* [Exercise set]
• 1. In the essay on not knowing what one is doing, what made a C-section necessary at the writer's birth?
• 2. Carry on the essay on not knowing what one is doing from the point where it stops.

* [Selected excerpt]
▬▬▬

Saturday, September 1, 2018

WHAT I'M DOING





WHAT I’M DOING

An Andrew Ramble

“Showing up is 80% of life”  -Woody Allen

Most of my realizations occur within the confines of the fifty three inch by eighty six inch tile box otherwise known as my master bathroom.  There must be something about certain bathrooms that focuses thought, because I've heard of this phenomenon occurring with folks from almost every walk of life.  The thing is, today I didn’t have just any thought, today I had The Thought. Much like The Apostle Paul being knocked from his horse on the road to Damascus, this thought was the biggie of my life up to this point.  This is it:  I DON’T KNOW WHAT I’M DOING!


 This epiphany doesn’t just apply to my life today; or my life as an adult; or my career; or my tastes; or my role as a husband and father.  Not knowing what I am doing permeates into and through every facet of my existence.  My accepting of this cosmic clarification goes back as far as I do and cannot be understated.  What I’m getting at is that this quirk of mine goes back to my days in the womb.  No bullshit, it’s the God’s honest truth.  I literally didn’t know how to be born.  Mom needed a C-section, not because of my size (at under six pounds I was certainly small enough). I just happened to be one of those babies that decided to lay side to side and never realized that this whole endeavor was part of a larger process involving the birth canal and a short trip.  So good old Dr. Dugan came in and removed me via skylight.  And like most, this is where the story of this, often oblivious, “not knower” started. 

I turned fifty this year, and while this milestone has brought about an inordinate amount of reflection and self evaluation, it has also brought about an equal measure of acceptance.  The acceptance that more than sixty percent of my life is now over (Eighty Percent if I exclude the anticipated Crapping In My Pants Years) and I will undoubtedly go out of this world the same way I came in.  Asking myself these two simple questions: What the fuck was I thinking? And, What the fuck am I doing?  But still, I look back on the vast majority of the things I've done: I look to the few places I've been and I recall the dreams I've had, and I think that life itself must be an extremely easy affair, because even me, an often detached and clueless participant in my own existence has made it this far all with one foot in the present and the other in some remote quadrant of outer space.

▬▬▬

Records from a dataset:
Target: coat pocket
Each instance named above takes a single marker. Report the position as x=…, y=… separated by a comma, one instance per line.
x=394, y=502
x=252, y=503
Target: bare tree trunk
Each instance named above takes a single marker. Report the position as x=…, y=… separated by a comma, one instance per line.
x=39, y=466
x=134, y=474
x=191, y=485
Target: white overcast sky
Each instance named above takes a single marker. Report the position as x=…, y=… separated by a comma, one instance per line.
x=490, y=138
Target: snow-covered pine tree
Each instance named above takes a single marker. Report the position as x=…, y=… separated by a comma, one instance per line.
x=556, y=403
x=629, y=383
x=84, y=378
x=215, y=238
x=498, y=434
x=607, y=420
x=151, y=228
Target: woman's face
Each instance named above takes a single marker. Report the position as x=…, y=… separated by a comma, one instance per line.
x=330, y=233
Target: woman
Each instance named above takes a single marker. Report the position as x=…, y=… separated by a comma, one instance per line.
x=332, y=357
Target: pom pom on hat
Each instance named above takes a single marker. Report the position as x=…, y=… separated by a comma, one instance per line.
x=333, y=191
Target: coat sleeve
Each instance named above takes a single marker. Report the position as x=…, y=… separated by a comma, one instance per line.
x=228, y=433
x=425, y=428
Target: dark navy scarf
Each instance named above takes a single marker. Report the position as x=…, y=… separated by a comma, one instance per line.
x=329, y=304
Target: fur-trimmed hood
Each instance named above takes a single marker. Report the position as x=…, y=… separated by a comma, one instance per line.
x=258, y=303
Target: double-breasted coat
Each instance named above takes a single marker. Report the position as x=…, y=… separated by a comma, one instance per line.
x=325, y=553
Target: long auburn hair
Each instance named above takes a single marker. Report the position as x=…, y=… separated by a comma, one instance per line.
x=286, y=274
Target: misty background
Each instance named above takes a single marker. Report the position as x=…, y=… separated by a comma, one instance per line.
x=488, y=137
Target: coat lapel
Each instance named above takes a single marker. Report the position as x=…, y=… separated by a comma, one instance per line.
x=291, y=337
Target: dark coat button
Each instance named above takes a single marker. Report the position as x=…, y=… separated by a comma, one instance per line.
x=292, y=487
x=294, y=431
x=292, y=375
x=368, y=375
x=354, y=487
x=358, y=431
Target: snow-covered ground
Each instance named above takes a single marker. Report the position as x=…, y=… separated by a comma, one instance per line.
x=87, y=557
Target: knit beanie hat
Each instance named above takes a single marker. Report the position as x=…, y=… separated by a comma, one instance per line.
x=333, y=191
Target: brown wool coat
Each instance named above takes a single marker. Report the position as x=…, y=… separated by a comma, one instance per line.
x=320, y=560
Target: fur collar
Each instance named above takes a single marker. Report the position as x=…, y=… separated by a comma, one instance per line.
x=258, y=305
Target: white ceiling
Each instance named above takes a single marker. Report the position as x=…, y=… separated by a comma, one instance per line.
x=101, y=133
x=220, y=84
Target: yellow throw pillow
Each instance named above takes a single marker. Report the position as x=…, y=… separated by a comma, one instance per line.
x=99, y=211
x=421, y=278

▬▬▬

* [Solved problems]
• 1. The baby lay side to side instead of moving into the birth canal.

• 2.
So like I’ve been saying,  I've been pretty much out of it my whole life.  Never was it more pronounced than during my childhood.  From age four ‘til about age thirteen I was totally “out there”.  While other kids were learning letters and numbers, telling time and eating paste,  I was staring at the wall.  Other kids were playing games and socializing.  They went from building blocks, to Cub Scouts, to reading and writing, to Little League, to church, to Friday night roller skating.  I went from staring at the wall to staring out the window.  I didn’t read until late.  Math in almost all forms still eludes me, and writing?  Well, if you’re reading this then you can fully appreciate the gravity of my shortfalls.   I honestly don’t remember much about being in school back when we were supposed to be learning the three R’s.  It all just seemed like a hive of activity that went on around me.  I had some friends on my street, I had Monster Movies, Planet of the Apes Movies, and from age nine onward I had Star Wars.  Learning really wasn’t a concern on any level, I just went through some motions while the motions of the  world mostly went over my head.  Sports, nope, I missed the parade and the first game of the first little league game of the only season I ever participated in.  Why?  I dunno.  I guess I just never got the memo.   Talent, nope, from handwriting to art to music to taste, the wiring just doesn’t exist within me.  I recently came across some old school papers of mine.  As I looked through them and thought about the crayons and construction paper, the dotted line writing paper and the now yellowed report cards, I had a moment of complete self honesty.  And this was it: “Wow I was really a total retard.”  Okay, maybe that’s a little strong, after all I was a nice little tyke, but still I  was far from being the typical kid, and here is the beauty of the whole thing; I had no friggin clue.

 Now relationships were a whole other thing.  Family relationship are universally demented on almost every level, so I won’t even go into those here.  As far as friendships go, I always had a fair amount of neighborhood kids and a solid block of buddies from high school onward that I am still blessed to be in frequent contact with.  For “guys” friendships are easy that way.  And when it came to girls?  Well, most young men face their own battles on this front.  So what I’m gettin at is that when it comes to women, I  really don’t need to recant any unique experinces here. I think it can be  agreed upon, across the board,  that if you have an X & Y chromosome, then you DON’T KNOW WHAT YOU’RE DOING when it comes to women.  Any guy who states otherwise is full of shit.

The real not knowing what I am doing comes in the form of career preparation and execution.  This is not to say that I’m not happy in my current position as a Maintenance Man, because truth be told, it’s actually the most rewarding and enjoyable job I have ever had.  This disclaimer aside, how does a guy who was a decent high school student and an A/B college student end up as a Maintenance Man?  What was I doing when people around me were focusing in on a profession, completing internships, establishing career objectives, setting a path forward for their lives?  I was spacing out, thinking about my plans for the summer and the easiest possible route towards a degree.  The first move in not knowing what you're doing is not having a shred of interest in anything relating to the “left over jobs” that might someday be available to someone who knows naught.  For me that was finance or business.  I now know that if you want a career in business, an interest or aptitude in this field is probably something you should have developed.  So for the fifteen odd years I worked in Banking and Mortgage, I probably should have had gained some skill set going in or during my tenure in these positions.  But naturally I didn’t.  Who knew?  Not me, that’s for sure.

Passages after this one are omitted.